━━ Sezione del documento ━━

La tragedia nella tragedia è che l’opinione pubblica ignora l’enorme importanza degli insetti. Essi forniscono numerosi servizi ecosistemici fondamentali: sono cibo per molte specie di uccelli e piccoli mammiferi, che in loro assenza si estinguerebbero; compiono l’impollinazione, funzione necessaria per l’87% di tutte le specie vegetali e per i tre quarti delle coltivazioni umane, fornendo così un servizio il cui valore è stimato tra i 235 e i 577 miliardi di dollari l’anno in tutto il mondo; svolgono un’importante azione di controllo biologico; aiutano a riciclare i nutrienti, coadiuvando i processi di decomposizione dei materiali organici. È stato stimato che, attribuendo a tutto questo un valore economico, esso sarebbe pari ad almeno 57 miliardi di dollari l’anno nei soli Stati Uniti.

Vi sono tuttavia molti insetti di cui non conosciamo le funzioni, né siamo in grado, in parecchi casi, di comprendere la moltitudine di interazioni complesse che intercorrono tra i diversi organismi all’interno di un ecosistema. Per rendere ragione del valore di questi esseri viventi, dunque, non possiamo rimetterci al loro supposto valore economico: un argomento da tenere in considerazione è quello che sostiene che gli esseri viventi non umani hanno diritto di essere qui tanto quanto noi. “Non abbiamo forse il dovere morale - si legge nel documento - di prenderci cura dei nostri compagni di viaggio sul pianeta Terra, che essi siano pinguini, panda o insetti?”.

Da una prospettiva antropocentrica – che dobbiamo inevitabilmente adottare – siamo di fronte ad un problema che mette a serio rischio la sopravvivenza e il benessere della nostra società; il declino degli insetti è già oggi una realtà, ma non è ancora irreversibile. I governi e la società civile devono dunque assumersi la responsabilità di agire per contrastare questo fenomeno. Come sottolinea il rapporto, esistono molte soluzioni di non difficile attuazione, e che non comportano costi alti né dal punto di vista economico né sul piano culturale.

━━━

» Compito assegnato:
Puoi ricopiare parola per parola il testo sul declino degli insetti, da "Da una prospettiva" a "sul piano culturale."?

━━ Dati estratti ━━

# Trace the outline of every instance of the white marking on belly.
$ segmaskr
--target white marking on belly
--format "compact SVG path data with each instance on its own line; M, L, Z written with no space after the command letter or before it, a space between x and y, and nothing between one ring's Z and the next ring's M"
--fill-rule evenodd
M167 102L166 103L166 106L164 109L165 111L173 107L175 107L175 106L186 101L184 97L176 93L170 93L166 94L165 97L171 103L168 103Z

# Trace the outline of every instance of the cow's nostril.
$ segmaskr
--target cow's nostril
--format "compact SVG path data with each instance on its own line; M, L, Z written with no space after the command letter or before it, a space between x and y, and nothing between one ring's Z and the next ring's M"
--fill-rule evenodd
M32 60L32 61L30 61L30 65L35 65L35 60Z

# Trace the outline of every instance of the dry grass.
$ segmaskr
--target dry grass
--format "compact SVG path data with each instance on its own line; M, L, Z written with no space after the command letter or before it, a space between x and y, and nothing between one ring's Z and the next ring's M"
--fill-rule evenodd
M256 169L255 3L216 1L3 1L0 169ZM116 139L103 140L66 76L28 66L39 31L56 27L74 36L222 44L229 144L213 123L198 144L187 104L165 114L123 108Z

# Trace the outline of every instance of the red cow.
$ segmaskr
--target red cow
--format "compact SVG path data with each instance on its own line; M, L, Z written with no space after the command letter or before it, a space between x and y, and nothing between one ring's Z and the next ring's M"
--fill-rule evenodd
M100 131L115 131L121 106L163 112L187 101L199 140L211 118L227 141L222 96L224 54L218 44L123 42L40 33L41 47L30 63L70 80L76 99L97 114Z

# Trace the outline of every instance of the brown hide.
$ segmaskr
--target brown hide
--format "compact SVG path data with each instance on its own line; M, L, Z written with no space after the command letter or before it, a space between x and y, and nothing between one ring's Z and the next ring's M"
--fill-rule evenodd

━━━

» Soluzione del compito:
Da una prospettiva antropocentrica – che dobbiamo inevitabilmente adottare – siamo di fronte ad un problema che mette a serio rischio la sopravvivenza e il benessere della nostra società; il declino degli insetti è già oggi una realtà, ma non è ancora irreversibile. I governi e la società civile devono dunque assumersi la responsabilità di agire per contrastare questo fenomeno. Come sottolinea il rapporto, esistono molte soluzioni di non difficile attuazione, e che non comportano costi alti né dal punto di vista economico né sul piano culturale.